- _TASK GOAL_: Identify every line in the items below that contains the word "green". Case counts, so copy only the lines where it appears with matching capitalization.

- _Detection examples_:
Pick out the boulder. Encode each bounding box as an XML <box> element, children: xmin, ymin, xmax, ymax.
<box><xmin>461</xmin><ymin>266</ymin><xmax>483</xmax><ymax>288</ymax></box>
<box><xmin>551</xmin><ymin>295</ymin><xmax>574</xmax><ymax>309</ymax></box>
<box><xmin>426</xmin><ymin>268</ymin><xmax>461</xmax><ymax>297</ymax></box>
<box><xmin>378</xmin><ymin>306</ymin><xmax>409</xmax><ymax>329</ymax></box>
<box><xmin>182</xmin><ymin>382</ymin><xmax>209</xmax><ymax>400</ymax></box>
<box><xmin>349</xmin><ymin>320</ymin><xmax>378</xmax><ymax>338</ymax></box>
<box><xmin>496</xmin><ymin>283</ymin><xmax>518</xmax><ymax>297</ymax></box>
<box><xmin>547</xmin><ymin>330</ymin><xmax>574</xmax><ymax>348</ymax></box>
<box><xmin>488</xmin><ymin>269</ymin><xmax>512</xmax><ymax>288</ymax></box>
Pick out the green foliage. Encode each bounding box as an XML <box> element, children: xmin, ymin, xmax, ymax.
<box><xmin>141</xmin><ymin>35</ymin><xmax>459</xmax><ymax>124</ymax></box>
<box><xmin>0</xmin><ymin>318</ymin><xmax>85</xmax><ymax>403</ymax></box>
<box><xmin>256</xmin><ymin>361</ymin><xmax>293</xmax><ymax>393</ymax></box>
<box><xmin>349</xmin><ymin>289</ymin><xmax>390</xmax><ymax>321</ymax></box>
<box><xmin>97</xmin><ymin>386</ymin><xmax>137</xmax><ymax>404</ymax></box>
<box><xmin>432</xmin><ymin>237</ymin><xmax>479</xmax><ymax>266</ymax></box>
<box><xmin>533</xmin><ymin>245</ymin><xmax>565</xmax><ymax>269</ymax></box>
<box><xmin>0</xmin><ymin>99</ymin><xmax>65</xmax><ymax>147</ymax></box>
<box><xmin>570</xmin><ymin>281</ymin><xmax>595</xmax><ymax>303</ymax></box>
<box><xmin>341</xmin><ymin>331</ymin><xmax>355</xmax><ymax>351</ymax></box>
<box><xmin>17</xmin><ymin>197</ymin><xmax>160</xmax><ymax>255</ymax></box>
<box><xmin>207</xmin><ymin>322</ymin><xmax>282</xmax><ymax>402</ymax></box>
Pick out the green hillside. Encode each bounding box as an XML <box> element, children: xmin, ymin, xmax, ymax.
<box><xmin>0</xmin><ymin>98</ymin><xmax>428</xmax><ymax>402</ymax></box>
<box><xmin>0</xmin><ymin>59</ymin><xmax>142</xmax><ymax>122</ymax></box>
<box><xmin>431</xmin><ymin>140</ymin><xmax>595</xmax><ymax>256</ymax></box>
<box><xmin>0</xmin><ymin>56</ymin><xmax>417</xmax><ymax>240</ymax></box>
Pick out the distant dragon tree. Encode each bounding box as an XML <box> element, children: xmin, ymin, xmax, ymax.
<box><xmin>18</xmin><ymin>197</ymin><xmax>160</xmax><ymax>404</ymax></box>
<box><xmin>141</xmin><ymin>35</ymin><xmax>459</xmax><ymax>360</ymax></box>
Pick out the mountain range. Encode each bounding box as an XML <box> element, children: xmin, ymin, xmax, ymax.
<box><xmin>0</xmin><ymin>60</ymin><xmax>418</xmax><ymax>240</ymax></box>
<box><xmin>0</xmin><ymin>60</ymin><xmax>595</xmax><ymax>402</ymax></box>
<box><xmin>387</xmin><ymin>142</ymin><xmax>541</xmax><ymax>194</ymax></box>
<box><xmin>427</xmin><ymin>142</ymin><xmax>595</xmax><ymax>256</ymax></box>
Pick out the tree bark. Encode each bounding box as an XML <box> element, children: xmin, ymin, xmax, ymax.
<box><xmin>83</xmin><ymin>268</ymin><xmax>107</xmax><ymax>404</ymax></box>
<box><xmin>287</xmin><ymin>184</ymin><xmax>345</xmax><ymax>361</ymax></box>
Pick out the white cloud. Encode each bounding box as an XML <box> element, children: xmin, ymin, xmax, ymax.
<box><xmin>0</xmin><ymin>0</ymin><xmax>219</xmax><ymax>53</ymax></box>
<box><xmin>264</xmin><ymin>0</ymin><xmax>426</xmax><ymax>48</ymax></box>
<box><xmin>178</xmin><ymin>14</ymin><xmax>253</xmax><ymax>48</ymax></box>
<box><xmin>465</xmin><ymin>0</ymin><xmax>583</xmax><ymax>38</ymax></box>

- _OUTPUT FOR THIS EXERCISE_:
Pick out the green foliage. Encode each bounding box as an XML <box> element, children: xmin, ymin, xmax, ymax.
Pick out the green hillside. Encode each bounding box as an XML <box> element, children: xmin, ymin, xmax, ymax.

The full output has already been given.